Goal of the exercise:
Render every line of the material below as a Markdown table with two columns, Row and Line, where Row holds a running number. Skip blank lines and leave the pictures out of the table.

Items stored from a collection
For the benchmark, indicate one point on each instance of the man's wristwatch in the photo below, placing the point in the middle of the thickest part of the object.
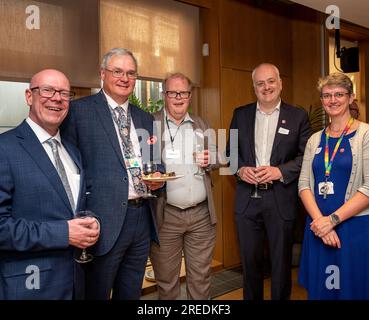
(335, 219)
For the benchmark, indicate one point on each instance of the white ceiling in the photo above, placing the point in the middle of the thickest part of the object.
(355, 11)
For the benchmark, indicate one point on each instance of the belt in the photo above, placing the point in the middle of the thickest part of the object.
(198, 204)
(265, 186)
(136, 203)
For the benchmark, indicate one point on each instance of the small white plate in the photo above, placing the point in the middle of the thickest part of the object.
(162, 179)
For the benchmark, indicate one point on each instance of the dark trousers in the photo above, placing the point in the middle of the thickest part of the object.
(261, 219)
(122, 269)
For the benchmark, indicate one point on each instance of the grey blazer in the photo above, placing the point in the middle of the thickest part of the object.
(162, 197)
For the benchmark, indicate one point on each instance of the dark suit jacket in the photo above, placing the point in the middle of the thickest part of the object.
(287, 154)
(90, 127)
(34, 210)
(161, 201)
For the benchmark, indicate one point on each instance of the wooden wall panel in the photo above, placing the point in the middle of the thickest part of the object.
(253, 34)
(210, 102)
(236, 91)
(364, 70)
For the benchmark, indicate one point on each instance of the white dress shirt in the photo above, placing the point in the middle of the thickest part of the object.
(132, 194)
(71, 169)
(265, 130)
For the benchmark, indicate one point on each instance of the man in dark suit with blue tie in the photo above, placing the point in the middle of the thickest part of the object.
(271, 141)
(113, 137)
(40, 191)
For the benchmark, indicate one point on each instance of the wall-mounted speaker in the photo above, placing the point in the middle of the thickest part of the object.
(350, 59)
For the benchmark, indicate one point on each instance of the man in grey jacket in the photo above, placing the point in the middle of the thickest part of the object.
(185, 214)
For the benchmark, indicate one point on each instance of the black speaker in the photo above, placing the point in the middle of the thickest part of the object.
(350, 59)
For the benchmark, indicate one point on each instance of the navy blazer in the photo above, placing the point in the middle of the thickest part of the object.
(34, 210)
(90, 127)
(287, 154)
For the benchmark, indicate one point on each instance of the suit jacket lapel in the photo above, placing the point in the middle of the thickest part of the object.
(283, 115)
(102, 109)
(161, 130)
(33, 147)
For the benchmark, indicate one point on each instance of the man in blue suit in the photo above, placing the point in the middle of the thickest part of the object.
(113, 137)
(271, 141)
(38, 235)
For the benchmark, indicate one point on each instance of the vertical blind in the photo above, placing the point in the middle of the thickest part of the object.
(67, 39)
(162, 34)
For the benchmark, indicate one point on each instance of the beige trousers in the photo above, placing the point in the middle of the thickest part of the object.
(189, 230)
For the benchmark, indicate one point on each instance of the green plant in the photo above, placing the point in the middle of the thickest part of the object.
(152, 106)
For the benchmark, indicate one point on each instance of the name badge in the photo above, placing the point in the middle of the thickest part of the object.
(173, 154)
(133, 163)
(326, 188)
(283, 130)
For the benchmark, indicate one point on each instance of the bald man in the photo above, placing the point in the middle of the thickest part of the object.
(271, 141)
(40, 192)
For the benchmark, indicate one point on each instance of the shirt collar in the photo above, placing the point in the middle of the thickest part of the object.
(277, 107)
(113, 104)
(187, 117)
(41, 133)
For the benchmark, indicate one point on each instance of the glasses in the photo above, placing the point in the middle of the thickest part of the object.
(116, 73)
(175, 94)
(49, 92)
(337, 95)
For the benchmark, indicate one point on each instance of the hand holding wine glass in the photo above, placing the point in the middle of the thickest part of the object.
(199, 149)
(86, 257)
(149, 168)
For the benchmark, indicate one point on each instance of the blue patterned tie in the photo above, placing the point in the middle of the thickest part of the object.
(124, 124)
(53, 143)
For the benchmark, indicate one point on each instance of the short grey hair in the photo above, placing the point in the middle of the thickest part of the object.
(117, 52)
(262, 65)
(177, 75)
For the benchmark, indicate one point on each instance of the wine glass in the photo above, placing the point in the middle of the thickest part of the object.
(199, 148)
(84, 256)
(255, 194)
(149, 167)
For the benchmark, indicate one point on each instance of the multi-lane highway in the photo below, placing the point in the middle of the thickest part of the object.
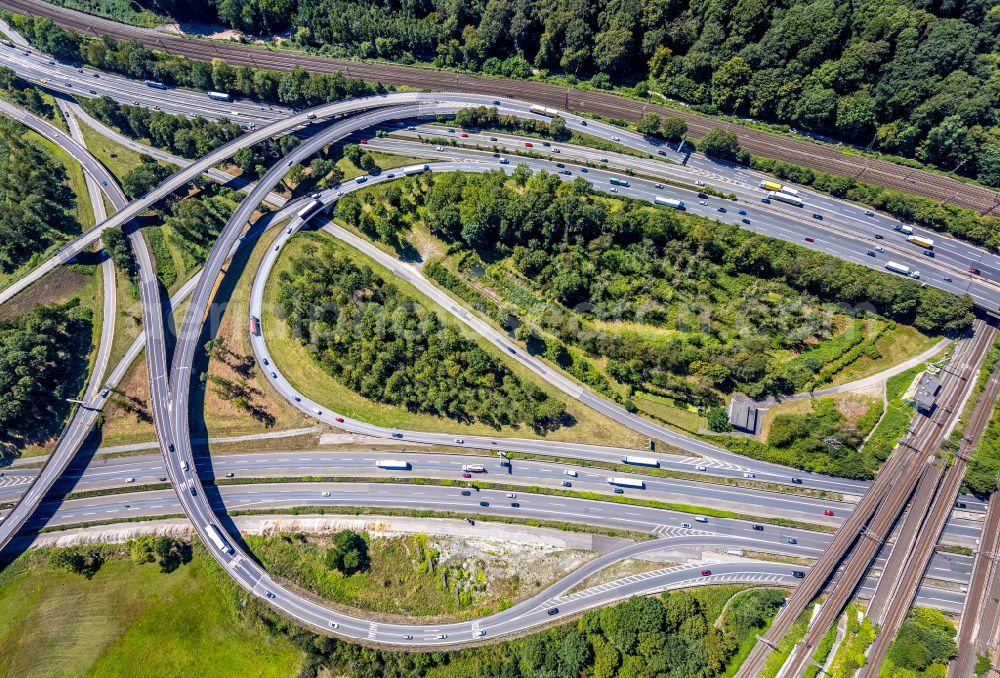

Correct response:
| Row | Line |
|---|---|
| 1 | For the benchmark, indicate one point on each instance of the man's wristwatch in the photo below, placing the point in the middle of the thickest part of the object. |
| 2 | (335, 219) |
| 3 | For the benchmark, indicate one point on each instance of the white ceiling in the photo above, placing the point in the middle of the thickest part of the object. |
| 4 | (355, 11) |
| 5 | For the benchmark, indicate one point on each instance of the belt in the photo above, placing the point in the middle of the thickest part of the object. |
| 6 | (198, 204) |
| 7 | (265, 186) |
| 8 | (136, 203) |
| 9 | For the benchmark, indicate one point on each instance of the small white plate in the photo above, placing the point in the middle of the thickest part of the object. |
| 10 | (162, 179) |
| 11 | For the benchmark, indicate one point on each instance of the dark trousers in the photo above, placing the point in the middle of the thickest part of the object. |
| 12 | (261, 219) |
| 13 | (122, 269) |
| 14 | For the benchmark, indicate one point on each instance of the grey blazer in the photo above, placing the point in the middle of the thickest part of the object. |
| 15 | (162, 197) |
| 16 | For the benchmark, indicate one point on each instance of the dark suit jacket in the photo above, placing the point in the middle of the thickest part of the object. |
| 17 | (287, 154) |
| 18 | (90, 127) |
| 19 | (34, 210) |
| 20 | (161, 201) |
| 21 | For the benchmark, indicate one point on each instance of the wooden wall panel in the photo above, placing the point in the middle of the thickest part of the object. |
| 22 | (253, 34) |
| 23 | (210, 102) |
| 24 | (236, 91) |
| 25 | (364, 70) |
| 26 | For the benchmark, indicate one point on each instance of the white dress shirt in the photo above, placing the point in the middle of the thickest part of the object. |
| 27 | (132, 194) |
| 28 | (71, 169) |
| 29 | (265, 130) |
| 30 | For the benchmark, indicate one point on each instance of the man in dark suit with blue tie in the photo above, placing the point in the middle of the thickest part of the object. |
| 31 | (271, 141) |
| 32 | (113, 137) |
| 33 | (40, 191) |
| 34 | For the benchmark, indicate one point on each instance of the wall-mounted speaker in the photo above, placing the point in the middle of the thickest part of the object. |
| 35 | (350, 59) |
| 36 | For the benchmark, indicate one point on each instance of the man in grey jacket in the photo above, placing the point in the middle of the thickest part of the object. |
| 37 | (185, 214) |
| 38 | For the benchmark, indicate one point on each instance of the black speaker in the photo above, placing the point in the middle of the thickest part of the object. |
| 39 | (350, 59) |
| 40 | For the benchmark, indicate one point on each instance of the navy blazer in the photo above, placing the point in the middle of the thickest part of the object. |
| 41 | (34, 210) |
| 42 | (90, 127) |
| 43 | (287, 154) |
| 44 | For the benchmark, indicate one point on each instance of the suit jacket lapel in the photo above, placing the point in the middle of the thickest part of the object. |
| 45 | (283, 115) |
| 46 | (102, 109) |
| 47 | (161, 130) |
| 48 | (33, 147) |
| 49 | For the benchmark, indicate one point on each instance of the man in blue suit in the photo above, placing the point in the middle of the thickest part of the object. |
| 50 | (113, 137) |
| 51 | (271, 141) |
| 52 | (38, 235) |
| 53 | For the benchmark, indicate one point on each instance of the vertical blind in the photo above, placing the point in the middle of the thickest part of the object. |
| 54 | (67, 39) |
| 55 | (162, 34) |
| 56 | For the benchmark, indicate one point on each instance of the beige trousers in the photo above, placing the point in the middle of the thickest part of the object. |
| 57 | (189, 230) |
| 58 | For the benchmark, indicate one point on each instance of the green plant in the photo above, placing the point in the middle of the thickest part of the object. |
| 59 | (152, 106) |
| 60 | For the benchmark, indicate one point on each instance of the name badge in the photo above, placing the point in the middle of the thickest part of the object. |
| 61 | (173, 154) |
| 62 | (133, 163) |
| 63 | (326, 188) |
| 64 | (283, 130) |
| 65 | For the benchmark, indicate one point on each instance of the bald man in the photo above, placing the point in the middle of the thickest part of the object. |
| 66 | (271, 141) |
| 67 | (40, 192) |
| 68 | For the benchmark, indicate one point on each instance of the shirt collar in the photo above, placing the point in the middle of the thickest part of the object. |
| 69 | (277, 107) |
| 70 | (113, 104) |
| 71 | (187, 117) |
| 72 | (41, 133) |
| 73 | For the benchmark, indicate one point on each instance of the glasses in the photo above, placing the point in the middle of the thickest part of the object. |
| 74 | (116, 73) |
| 75 | (175, 94) |
| 76 | (49, 92) |
| 77 | (337, 95) |
| 78 | For the benchmark, indicate one point on each instance of the hand holding wine glass in the photo above, placing the point in the middle of the thickest part of the object. |
| 79 | (199, 149) |
| 80 | (86, 257) |
| 81 | (149, 168) |
| 82 | For the benchmark, indicate one point on each instance of the blue patterned tie in the photo above, placing the point in the middle of the thickest part of the object. |
| 83 | (124, 124) |
| 84 | (53, 143) |
| 85 | For the benchmark, indicate one point on each instance of the short grey hair in the photo above, placing the point in the middle of the thickest part of the object. |
| 86 | (117, 52) |
| 87 | (262, 65) |
| 88 | (177, 75) |
| 89 | For the benchmark, indicate one point on each instance of the wine glass in the photo above, placing the point in the middle of the thickest part of the object. |
| 90 | (199, 148) |
| 91 | (84, 256) |
| 92 | (255, 194) |
| 93 | (149, 167) |
| 94 | For the benchmark, indicate one point on each instance of the multi-lane highway in the photo below, placing the point in the middle of the thickest part of the object. |